Provided information =
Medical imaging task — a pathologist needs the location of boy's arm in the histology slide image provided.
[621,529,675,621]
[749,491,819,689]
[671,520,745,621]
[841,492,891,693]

Instructions to follow = Copy out every row above word for word, with nothing changed.

Task solution =
Medical imaging task — a pathologist needs the location of boy's arm in the histology slide image provided.
[621,529,675,621]
[749,491,819,689]
[671,520,745,621]
[841,492,891,693]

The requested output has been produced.